Image location labeling entries
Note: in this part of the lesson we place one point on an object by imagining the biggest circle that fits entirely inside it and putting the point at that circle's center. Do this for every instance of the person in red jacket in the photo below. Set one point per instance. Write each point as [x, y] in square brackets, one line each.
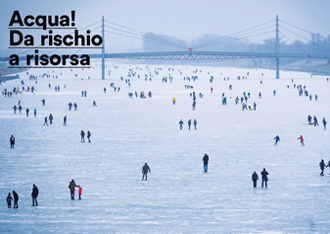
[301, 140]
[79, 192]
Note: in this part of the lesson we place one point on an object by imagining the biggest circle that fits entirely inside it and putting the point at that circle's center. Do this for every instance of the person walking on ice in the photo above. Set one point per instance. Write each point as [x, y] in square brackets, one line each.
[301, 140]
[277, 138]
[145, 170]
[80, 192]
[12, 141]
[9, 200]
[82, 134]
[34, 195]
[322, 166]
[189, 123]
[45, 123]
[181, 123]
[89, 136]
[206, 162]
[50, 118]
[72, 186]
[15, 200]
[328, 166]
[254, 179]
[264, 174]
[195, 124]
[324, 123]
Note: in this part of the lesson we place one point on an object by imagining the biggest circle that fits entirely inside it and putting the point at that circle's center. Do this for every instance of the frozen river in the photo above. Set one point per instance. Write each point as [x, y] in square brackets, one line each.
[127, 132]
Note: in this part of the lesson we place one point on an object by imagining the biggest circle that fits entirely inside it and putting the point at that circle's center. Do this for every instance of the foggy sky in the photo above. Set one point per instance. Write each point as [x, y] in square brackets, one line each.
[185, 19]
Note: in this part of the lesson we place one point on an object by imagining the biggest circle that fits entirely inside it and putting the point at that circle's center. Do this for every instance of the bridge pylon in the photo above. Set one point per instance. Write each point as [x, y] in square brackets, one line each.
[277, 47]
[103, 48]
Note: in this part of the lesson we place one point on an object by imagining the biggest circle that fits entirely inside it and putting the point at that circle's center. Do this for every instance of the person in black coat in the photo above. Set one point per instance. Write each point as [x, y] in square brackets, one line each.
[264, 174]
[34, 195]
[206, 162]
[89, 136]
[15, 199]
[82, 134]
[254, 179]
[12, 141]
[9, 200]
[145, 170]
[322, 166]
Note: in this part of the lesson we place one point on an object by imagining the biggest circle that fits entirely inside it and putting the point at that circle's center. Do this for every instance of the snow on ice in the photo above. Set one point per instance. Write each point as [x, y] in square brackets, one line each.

* [Aim] Recast all the rows above as a JSON list of strings, one string per line, with blank lines skipped. Leave the pictures out of the answer.

* [Task result]
[
  "Note: in this part of the lesson we place one point on an object by imagining the biggest circle that fits entirely inside it and putting the point at that circle's center. Do this for every instance of the person in red jacket in the photo below. Set one point per instance. Write each point as [x, y] in square brackets, one line each.",
  "[301, 140]",
  "[79, 192]",
  "Note: in this part of the lesson we place one point on an object by imagining the biggest circle that fits entirely inside it and putting the point at that circle's center. Do this for every instance of the person walking on ice in the photo above. Set one point per instance. Write each point as [x, y] in square brackets, one line each.",
  "[301, 140]",
  "[277, 138]",
  "[145, 170]",
  "[80, 192]",
  "[12, 141]",
  "[9, 200]",
  "[82, 134]",
  "[34, 195]",
  "[322, 166]",
  "[189, 123]",
  "[45, 123]",
  "[181, 123]",
  "[89, 136]",
  "[206, 162]",
  "[50, 118]",
  "[72, 186]",
  "[15, 200]",
  "[328, 166]",
  "[254, 179]",
  "[264, 174]",
  "[195, 124]",
  "[324, 123]",
  "Note: in this part of the lesson we place one point on an object by imagining the biggest circle that fits entirely inside it and putting the point at that circle's center. Do this for every instance of the frozen river in the photo above. Set one point per instance. Write each point as [x, y] in square brackets, one line each.",
  "[127, 132]",
  "Note: in this part of the lesson we place one point on an object by imagining the biggest circle that fits entirely inside it and putting the point at that circle's center. Do this for every instance of the foggy sky in the photo above. Set one point per instance. Write each point as [x, y] in square brackets, one line each.",
  "[185, 19]",
  "Note: in this part of the lesson we place one point on an object by imagining the biggest circle that fits entirely inside it and putting the point at that circle's center. Do this for every instance of the bridge pylon in the photo above. Set one point per instance. Write each point as [x, y] in square brackets, one line each.",
  "[277, 47]",
  "[103, 48]",
  "Note: in this part of the lesson we place one point on an object by imagining the biggest circle that fits entirely inside it and putting the point at that circle's center. Do this for every instance of the person in black coat in the photo above. Set one point per instance. Write each point as [x, y] in square brackets, one line each.",
  "[264, 174]",
  "[34, 195]",
  "[206, 162]",
  "[89, 136]",
  "[15, 199]",
  "[82, 134]",
  "[254, 179]",
  "[12, 141]",
  "[9, 200]",
  "[145, 170]",
  "[322, 166]",
  "Note: in this part of the lesson we place one point on an object by imagining the biggest circle that fits entirely inside it and putting the point at that circle's center. Do this for every instance of the snow on ice in the photo above. Set one point per instance. Write each point as [x, y] in square brackets, one line each."
]